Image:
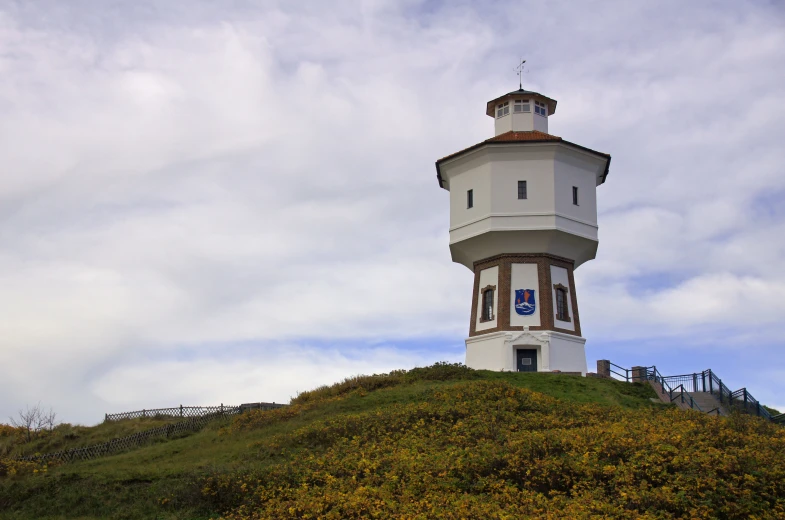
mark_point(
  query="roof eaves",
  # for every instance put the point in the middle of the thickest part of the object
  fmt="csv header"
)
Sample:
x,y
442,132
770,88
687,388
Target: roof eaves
x,y
533,141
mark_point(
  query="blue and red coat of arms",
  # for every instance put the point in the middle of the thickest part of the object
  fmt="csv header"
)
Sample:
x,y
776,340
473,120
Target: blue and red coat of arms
x,y
524,302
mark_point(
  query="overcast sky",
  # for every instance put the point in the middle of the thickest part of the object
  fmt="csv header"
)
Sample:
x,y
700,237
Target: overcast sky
x,y
235,201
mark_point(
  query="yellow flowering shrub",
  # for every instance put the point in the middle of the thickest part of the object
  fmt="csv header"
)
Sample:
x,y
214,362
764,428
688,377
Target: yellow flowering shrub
x,y
482,449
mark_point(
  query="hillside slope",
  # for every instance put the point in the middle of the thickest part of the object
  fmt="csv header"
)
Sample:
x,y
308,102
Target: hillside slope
x,y
439,442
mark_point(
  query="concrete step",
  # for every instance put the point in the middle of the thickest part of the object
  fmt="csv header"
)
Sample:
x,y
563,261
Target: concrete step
x,y
708,403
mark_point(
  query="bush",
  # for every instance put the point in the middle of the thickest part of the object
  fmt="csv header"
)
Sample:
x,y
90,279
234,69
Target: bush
x,y
484,449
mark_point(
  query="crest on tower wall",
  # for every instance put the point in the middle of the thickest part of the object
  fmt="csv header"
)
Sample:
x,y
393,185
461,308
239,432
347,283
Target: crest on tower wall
x,y
524,302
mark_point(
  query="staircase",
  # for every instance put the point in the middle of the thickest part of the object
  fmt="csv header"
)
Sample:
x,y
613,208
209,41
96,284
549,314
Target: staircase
x,y
708,403
702,391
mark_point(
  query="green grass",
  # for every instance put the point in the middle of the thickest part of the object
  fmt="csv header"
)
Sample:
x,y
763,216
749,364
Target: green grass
x,y
67,436
131,485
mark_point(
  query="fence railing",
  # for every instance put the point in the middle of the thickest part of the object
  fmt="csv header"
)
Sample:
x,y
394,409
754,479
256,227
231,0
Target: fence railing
x,y
669,386
198,417
124,443
188,411
621,373
679,388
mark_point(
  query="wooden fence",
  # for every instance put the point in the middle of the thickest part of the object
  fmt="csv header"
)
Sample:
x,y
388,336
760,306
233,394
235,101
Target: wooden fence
x,y
189,411
191,424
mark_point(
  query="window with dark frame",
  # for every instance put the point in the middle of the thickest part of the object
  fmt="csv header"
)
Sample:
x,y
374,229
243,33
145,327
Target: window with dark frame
x,y
487,305
522,190
522,105
561,304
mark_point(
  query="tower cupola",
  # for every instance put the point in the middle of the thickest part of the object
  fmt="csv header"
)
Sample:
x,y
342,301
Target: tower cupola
x,y
521,111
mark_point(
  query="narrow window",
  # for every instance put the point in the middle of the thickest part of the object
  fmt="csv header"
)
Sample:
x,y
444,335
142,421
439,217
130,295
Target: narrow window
x,y
561,305
487,305
522,190
522,105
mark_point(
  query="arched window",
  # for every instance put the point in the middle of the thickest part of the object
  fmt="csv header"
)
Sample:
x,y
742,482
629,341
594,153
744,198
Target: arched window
x,y
487,303
562,310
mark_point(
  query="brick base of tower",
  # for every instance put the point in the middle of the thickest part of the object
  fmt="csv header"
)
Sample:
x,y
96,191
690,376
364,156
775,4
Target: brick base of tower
x,y
524,314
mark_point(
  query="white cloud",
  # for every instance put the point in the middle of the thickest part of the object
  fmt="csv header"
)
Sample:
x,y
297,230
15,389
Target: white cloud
x,y
186,175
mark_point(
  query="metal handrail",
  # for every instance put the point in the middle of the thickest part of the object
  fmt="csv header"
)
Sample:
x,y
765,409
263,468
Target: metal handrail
x,y
627,377
707,381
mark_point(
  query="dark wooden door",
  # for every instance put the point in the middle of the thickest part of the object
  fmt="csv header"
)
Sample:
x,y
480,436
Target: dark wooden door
x,y
527,360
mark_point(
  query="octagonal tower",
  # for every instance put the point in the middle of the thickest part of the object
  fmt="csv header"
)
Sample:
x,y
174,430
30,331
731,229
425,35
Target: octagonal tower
x,y
523,216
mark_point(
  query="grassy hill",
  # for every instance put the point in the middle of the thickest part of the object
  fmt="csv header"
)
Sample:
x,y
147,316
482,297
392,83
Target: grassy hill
x,y
436,442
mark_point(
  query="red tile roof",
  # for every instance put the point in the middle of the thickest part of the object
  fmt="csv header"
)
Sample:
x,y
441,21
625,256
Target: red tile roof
x,y
531,136
510,137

### WHAT YOU NEED TO DO
With images left out, the data must be transcribed exactly.

### ANSWER FOR THIS EXERCISE
Image:
mark_point(
  query="roof eaves",
  # for every instance put the point in the middle of the thickest part of the object
  fmt="csv header"
)
Sample:
x,y
442,132
770,88
687,388
Target: roof eaves
x,y
533,141
mark_point(
  query="blue and red coat of arms",
  # for every instance put the point in the middle of the thickest part of the object
  fmt="csv header"
)
Sample:
x,y
776,340
473,120
Target: blue and red coat of arms
x,y
524,302
mark_point(
  query="overcast sky",
  # for every instance put the point in the middle of the thickest part of the object
  fmt="csv header"
)
Sample:
x,y
700,237
Target: overcast sky
x,y
235,201
mark_point(
  query="yellow flowering shrub",
  # for every instance put the point in the middle of the thickest part of the object
  fmt="csv header"
)
Sample:
x,y
214,362
764,428
688,377
Target: yellow flowering shrub
x,y
482,449
mark_point(
  query="hillside slope",
  # for every instance put the point in the middle of the thickest part of the object
  fmt="csv header"
)
Sample:
x,y
308,102
Target: hillside slope
x,y
439,442
mark_point(
  query="concrete step",
  # for every instance put the point in the middle of the thickest part of the object
  fmt="csv header"
)
Sample:
x,y
563,261
Target: concrete step
x,y
708,403
mark_point(
  query="bush",
  # for every instance put the point in the middle of the thickest part of the object
  fmt="csv header"
)
Sample:
x,y
90,279
234,69
Target: bush
x,y
484,449
mark_point(
  query="crest on tower wall",
  # for every instance put the point in the middle of the thickest part of the object
  fmt="csv header"
)
Sample:
x,y
393,185
461,308
239,432
347,283
Target: crest on tower wall
x,y
524,302
mark_point(
  query="staircase",
  # for every instance put the point in the middle of the thickest part of the object
  fmt="csv header"
)
Sample:
x,y
613,208
209,41
96,284
549,314
Target: staircase
x,y
708,403
702,391
mark_point(
  query="green grass",
  # for every instance put the point in the middle of the thickest part of the object
  fmt="csv header"
)
Sample:
x,y
763,216
749,364
Target: green grass
x,y
67,436
131,485
mark_point(
  query="fence railing",
  # for every instance put the point in the middle of the thickest part of the object
  fmt="csv header"
)
Sample:
x,y
394,409
754,479
256,227
231,0
Target: fence railing
x,y
669,386
198,417
124,443
188,411
621,373
679,388
mark_point(
  query="wooden fence",
  # for every instance put the point in the middle of the thickest part of the object
  fmt="csv header"
)
Sample:
x,y
388,336
760,306
233,394
235,101
Target: wooden fence
x,y
189,411
191,424
mark_point(
  query="window with dark frame",
  # for every instance put the point in the middle of the thickest part of the object
  fmt="csv header"
)
Sample:
x,y
374,229
243,33
145,327
Target: window with dark frame
x,y
487,305
522,190
522,105
561,304
mark_point(
  query="tower cupola",
  # for every instance put the point in the middle of the thickest part of the object
  fmt="csv header"
)
Sample:
x,y
342,301
Target: tower cupola
x,y
521,111
mark_point(
  query="narrow window",
  # for every instance put the point in the middle of the thickest part of the object
  fmt="csv header"
)
Sample:
x,y
444,335
142,421
439,217
130,295
Target: narrow window
x,y
561,305
487,305
522,190
522,105
mark_point(
  query="arched window",
  # for every instance put the point in the middle of the thickest part of the object
  fmt="csv header"
)
Sample:
x,y
742,482
629,341
594,153
744,198
Target: arched window
x,y
487,303
562,310
mark_point(
  query="brick base of tower",
  # for every instance put the point in the middle of the thickest part of the object
  fmt="csv header"
)
Sample:
x,y
96,191
690,376
364,156
775,4
Target: brick base of tower
x,y
524,314
mark_point(
  query="white cloud",
  # for every instance put the point in the middle of the thickest part of the object
  fmt="csv header"
)
Sample:
x,y
297,230
15,389
Target: white cloud
x,y
186,175
mark_point(
  query="metal handrail",
  # for every instance put the point in the middle of the thickest part of the object
  fmt="csv header"
)
Sample:
x,y
765,409
263,468
Target: metal handrail
x,y
627,377
707,381
mark_point(
  query="dark wooden door",
  # for every instance put the point in the middle of the thickest part of the object
  fmt="csv header"
)
Sample:
x,y
480,436
Target: dark wooden door
x,y
527,360
mark_point(
  query="octagonal tower",
  # for every instance put the point in the middle of the thickest part of the object
  fmt="csv header"
)
Sample:
x,y
174,430
30,331
731,229
425,35
Target: octagonal tower
x,y
523,216
mark_point(
  query="grassy hill",
  # for every instance put the point in the middle of the thickest part of the object
  fmt="csv header"
)
Sample:
x,y
147,316
482,297
392,83
Target: grassy hill
x,y
436,442
mark_point(
  query="red tile roof",
  # for every instance put the point in the middle of the thickest part of the object
  fmt="csv header"
)
Sample:
x,y
441,21
625,256
Target: red tile roof
x,y
531,136
510,137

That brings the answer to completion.